---------- Input material ----------
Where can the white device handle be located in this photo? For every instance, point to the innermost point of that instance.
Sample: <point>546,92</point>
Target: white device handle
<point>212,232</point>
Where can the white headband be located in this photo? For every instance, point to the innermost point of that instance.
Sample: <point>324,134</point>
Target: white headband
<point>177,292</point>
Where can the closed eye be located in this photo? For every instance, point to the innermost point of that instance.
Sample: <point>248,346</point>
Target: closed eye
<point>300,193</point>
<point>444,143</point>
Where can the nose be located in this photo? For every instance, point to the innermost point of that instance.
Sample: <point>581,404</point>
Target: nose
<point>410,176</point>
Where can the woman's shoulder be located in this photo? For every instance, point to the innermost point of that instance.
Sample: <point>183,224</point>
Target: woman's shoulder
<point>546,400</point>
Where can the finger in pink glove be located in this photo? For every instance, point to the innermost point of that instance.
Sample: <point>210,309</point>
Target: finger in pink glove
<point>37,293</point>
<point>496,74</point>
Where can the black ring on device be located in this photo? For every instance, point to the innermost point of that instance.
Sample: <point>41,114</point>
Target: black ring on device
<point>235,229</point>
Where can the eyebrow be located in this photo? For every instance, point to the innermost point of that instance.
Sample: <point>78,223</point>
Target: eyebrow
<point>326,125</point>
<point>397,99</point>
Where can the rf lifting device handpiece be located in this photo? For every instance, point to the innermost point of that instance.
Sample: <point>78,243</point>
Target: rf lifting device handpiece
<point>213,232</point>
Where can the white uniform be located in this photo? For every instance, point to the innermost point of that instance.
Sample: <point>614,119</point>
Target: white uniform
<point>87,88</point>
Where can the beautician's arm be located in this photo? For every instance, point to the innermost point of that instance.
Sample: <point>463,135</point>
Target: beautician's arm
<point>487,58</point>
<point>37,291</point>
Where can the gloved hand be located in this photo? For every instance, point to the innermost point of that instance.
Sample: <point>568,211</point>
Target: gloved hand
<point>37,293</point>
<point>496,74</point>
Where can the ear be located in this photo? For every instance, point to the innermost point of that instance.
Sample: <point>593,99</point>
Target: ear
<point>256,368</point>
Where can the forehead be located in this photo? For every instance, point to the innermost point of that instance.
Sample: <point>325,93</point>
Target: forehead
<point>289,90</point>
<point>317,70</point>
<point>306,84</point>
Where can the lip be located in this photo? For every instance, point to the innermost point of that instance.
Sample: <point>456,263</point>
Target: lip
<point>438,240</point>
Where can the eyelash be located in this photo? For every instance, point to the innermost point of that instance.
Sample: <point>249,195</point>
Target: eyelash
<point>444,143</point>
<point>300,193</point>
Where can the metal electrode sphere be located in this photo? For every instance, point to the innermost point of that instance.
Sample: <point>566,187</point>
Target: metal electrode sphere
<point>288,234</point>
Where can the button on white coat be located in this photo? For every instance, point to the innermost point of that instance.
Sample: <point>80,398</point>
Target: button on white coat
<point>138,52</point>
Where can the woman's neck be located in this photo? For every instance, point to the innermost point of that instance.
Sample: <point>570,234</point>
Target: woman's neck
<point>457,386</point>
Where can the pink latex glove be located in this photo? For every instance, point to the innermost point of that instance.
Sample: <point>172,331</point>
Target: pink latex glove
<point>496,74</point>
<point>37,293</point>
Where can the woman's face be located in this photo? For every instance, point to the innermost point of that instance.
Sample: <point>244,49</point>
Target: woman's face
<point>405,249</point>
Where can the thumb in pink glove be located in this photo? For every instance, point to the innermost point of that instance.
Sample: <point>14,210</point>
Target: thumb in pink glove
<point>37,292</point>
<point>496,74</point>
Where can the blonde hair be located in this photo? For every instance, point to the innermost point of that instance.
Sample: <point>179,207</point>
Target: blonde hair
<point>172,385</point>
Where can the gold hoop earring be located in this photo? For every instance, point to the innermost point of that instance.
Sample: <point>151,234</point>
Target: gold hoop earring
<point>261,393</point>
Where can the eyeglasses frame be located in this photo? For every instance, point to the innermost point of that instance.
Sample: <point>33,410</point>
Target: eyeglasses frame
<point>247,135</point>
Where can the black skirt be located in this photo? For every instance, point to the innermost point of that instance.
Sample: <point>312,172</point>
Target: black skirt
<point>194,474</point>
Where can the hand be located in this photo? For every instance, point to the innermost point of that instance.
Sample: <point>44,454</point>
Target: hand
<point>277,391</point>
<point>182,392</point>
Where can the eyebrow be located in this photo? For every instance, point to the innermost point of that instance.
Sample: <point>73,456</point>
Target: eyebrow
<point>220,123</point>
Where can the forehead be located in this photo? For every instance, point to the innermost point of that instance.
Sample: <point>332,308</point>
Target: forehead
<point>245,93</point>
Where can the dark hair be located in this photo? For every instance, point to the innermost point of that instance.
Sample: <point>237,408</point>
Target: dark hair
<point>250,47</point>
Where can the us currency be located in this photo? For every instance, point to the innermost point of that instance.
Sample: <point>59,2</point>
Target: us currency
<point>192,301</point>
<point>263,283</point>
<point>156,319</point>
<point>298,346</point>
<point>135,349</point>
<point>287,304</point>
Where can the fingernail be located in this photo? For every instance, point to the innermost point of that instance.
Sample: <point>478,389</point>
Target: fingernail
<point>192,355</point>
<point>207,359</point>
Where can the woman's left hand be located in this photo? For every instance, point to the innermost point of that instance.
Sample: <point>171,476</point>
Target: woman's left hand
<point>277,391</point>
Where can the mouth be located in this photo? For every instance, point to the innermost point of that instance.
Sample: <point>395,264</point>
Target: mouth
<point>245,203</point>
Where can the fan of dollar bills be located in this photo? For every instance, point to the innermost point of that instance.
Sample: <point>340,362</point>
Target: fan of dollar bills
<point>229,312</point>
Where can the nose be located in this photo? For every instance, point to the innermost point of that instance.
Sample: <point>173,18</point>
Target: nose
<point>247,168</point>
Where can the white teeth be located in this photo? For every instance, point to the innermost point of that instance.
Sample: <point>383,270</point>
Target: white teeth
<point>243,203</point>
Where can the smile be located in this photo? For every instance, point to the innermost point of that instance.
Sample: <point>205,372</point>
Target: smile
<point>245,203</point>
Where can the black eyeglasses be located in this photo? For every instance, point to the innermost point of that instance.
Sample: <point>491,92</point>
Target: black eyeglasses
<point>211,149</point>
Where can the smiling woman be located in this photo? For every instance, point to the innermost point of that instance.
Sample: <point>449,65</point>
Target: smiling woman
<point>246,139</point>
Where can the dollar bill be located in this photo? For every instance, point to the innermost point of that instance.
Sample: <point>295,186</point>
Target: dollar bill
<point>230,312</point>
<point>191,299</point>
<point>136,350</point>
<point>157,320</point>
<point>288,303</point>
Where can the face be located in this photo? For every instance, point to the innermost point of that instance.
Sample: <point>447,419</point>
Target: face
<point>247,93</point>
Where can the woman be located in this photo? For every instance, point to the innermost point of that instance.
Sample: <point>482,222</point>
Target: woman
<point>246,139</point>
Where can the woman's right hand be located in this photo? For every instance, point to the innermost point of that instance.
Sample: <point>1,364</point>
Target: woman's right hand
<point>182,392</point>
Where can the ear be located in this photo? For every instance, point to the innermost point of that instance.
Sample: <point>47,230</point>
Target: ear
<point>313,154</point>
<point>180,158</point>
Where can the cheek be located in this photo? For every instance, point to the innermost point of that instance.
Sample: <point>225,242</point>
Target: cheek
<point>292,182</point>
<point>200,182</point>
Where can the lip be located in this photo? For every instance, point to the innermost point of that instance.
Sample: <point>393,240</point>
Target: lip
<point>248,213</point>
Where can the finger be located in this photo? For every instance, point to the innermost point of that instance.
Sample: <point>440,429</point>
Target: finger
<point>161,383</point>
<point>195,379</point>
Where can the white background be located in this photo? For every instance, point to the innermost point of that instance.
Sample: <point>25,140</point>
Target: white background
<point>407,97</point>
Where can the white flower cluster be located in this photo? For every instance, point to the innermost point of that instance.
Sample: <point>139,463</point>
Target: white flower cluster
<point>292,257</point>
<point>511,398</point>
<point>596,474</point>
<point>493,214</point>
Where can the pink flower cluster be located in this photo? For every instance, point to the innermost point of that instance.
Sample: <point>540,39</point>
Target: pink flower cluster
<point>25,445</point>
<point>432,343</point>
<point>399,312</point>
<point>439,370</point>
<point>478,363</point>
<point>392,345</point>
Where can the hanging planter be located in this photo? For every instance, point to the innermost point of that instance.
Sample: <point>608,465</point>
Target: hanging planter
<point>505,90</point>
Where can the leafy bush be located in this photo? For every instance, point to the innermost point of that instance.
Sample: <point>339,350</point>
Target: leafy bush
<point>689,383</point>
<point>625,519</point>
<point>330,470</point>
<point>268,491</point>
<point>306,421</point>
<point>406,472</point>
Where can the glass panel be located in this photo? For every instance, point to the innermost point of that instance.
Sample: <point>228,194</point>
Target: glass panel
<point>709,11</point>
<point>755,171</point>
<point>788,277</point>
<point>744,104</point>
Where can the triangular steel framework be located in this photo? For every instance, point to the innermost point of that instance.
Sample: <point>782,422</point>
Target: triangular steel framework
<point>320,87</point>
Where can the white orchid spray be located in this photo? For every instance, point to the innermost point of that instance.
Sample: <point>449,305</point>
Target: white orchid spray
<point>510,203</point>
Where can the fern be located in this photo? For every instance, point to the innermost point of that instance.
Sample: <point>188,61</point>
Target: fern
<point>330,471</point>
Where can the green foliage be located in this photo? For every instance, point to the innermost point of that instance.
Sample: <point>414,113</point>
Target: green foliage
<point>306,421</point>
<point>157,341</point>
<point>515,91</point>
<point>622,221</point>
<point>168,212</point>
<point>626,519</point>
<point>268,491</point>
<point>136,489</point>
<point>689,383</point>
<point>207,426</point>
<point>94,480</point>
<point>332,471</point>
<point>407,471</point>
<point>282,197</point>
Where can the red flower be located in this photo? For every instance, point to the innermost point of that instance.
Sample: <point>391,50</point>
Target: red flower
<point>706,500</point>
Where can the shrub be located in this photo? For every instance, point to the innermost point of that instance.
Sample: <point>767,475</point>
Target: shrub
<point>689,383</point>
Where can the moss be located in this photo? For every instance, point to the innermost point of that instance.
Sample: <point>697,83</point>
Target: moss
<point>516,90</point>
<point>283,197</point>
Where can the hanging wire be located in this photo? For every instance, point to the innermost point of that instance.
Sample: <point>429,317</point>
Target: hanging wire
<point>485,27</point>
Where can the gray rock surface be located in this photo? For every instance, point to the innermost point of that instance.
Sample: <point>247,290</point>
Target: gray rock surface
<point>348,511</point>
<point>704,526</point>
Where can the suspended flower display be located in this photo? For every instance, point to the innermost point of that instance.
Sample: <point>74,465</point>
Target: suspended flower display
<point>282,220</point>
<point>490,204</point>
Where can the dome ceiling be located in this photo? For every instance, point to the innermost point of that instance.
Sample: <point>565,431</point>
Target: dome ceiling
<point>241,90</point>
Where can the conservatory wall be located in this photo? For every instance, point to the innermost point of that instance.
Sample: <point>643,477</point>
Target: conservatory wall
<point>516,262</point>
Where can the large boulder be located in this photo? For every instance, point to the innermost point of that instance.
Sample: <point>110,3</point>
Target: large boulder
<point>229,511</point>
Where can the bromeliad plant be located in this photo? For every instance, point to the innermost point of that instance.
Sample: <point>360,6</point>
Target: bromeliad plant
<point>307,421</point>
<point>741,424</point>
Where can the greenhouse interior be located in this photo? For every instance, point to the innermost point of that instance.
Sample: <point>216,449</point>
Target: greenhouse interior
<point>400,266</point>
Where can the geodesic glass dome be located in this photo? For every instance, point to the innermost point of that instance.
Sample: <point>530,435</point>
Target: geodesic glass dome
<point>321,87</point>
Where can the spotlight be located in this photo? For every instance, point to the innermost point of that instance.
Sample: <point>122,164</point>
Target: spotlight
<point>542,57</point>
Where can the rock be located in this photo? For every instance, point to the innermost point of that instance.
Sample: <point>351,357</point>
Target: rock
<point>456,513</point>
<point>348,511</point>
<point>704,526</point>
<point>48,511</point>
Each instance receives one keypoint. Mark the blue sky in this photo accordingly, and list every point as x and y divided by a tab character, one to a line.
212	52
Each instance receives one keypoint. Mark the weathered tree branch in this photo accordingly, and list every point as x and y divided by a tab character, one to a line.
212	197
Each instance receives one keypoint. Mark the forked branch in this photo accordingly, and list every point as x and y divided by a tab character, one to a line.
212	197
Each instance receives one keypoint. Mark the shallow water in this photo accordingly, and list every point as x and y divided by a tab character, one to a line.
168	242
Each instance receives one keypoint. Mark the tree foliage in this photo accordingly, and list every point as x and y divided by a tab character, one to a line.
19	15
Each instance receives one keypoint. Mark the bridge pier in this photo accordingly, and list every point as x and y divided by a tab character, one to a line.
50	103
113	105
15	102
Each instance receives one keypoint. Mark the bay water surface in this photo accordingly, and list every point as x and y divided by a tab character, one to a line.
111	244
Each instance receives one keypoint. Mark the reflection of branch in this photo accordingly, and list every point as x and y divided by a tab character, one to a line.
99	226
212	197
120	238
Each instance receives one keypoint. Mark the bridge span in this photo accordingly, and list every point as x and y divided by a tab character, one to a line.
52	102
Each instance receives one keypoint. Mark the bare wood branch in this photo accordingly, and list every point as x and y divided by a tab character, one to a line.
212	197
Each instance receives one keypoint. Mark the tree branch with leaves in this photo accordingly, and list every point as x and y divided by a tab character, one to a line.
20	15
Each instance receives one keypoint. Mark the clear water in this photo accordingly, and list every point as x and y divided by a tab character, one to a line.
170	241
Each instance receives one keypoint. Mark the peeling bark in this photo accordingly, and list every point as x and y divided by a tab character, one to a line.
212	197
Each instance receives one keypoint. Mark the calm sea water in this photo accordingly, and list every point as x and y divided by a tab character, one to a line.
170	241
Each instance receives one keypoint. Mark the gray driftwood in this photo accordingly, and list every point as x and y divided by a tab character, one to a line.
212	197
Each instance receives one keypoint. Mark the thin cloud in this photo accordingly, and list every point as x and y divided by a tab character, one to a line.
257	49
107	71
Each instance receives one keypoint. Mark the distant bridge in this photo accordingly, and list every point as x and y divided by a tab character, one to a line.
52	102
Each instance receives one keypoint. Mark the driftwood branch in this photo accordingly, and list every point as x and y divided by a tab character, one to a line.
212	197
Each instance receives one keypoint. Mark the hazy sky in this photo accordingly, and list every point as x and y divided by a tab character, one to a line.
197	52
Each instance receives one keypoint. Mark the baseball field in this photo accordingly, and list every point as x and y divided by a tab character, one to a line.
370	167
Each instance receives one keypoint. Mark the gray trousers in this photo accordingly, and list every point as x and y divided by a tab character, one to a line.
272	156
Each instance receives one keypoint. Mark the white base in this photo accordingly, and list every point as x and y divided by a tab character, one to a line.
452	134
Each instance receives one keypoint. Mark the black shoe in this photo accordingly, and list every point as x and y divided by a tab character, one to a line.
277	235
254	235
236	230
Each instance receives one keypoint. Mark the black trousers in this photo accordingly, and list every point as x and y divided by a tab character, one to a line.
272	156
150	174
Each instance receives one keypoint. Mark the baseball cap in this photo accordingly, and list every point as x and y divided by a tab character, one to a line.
----------
- [Task statement]: Please format the rows as a two-column CSV with the columns row_text and answer, one line per row. Start at the line that contains "Where can the dark", stop after the line that contains "<point>243,203</point>", and put each row's text and its answer in their own quoted fields with line breaks turned into spaces.

- [Correct response]:
row_text,answer
"Where can the dark hair be located in this photo? For every instance, point to the innermost point of that instance. Sample: <point>237,408</point> Target: dark hair","<point>250,47</point>"
"Where can the us currency be located in this photo? For every instance, point to the innermost point of that instance. Sample: <point>59,2</point> Target: us currency","<point>192,301</point> <point>263,283</point> <point>156,319</point> <point>298,346</point> <point>135,349</point> <point>287,304</point>"
"Where can the fingernail be located in this photo? For every instance, point to the innermost point of that instance. Sample: <point>478,389</point> Target: fingernail","<point>192,355</point> <point>207,359</point>"
"Where can the woman's left hand be located in this photo? For every instance, point to the innermost point of that instance. Sample: <point>171,476</point> Target: woman's left hand","<point>277,391</point>"
"Where can the mouth be located in this photo? For every instance, point to the innermost point of that instance. Sample: <point>395,264</point> Target: mouth","<point>245,203</point>"
"Where can the fan of dollar bills be located in this photo? For every instance, point to the innermost point of that instance. Sample: <point>340,362</point> Target: fan of dollar bills","<point>229,312</point>"
"Where can the nose be located in this photo? For every instance, point to the innermost point of that instance. Sample: <point>173,18</point> Target: nose","<point>247,168</point>"
"Where can the white teeth be located in this photo? For every instance, point to the innermost point of that instance. Sample: <point>383,270</point> Target: white teeth","<point>243,203</point>"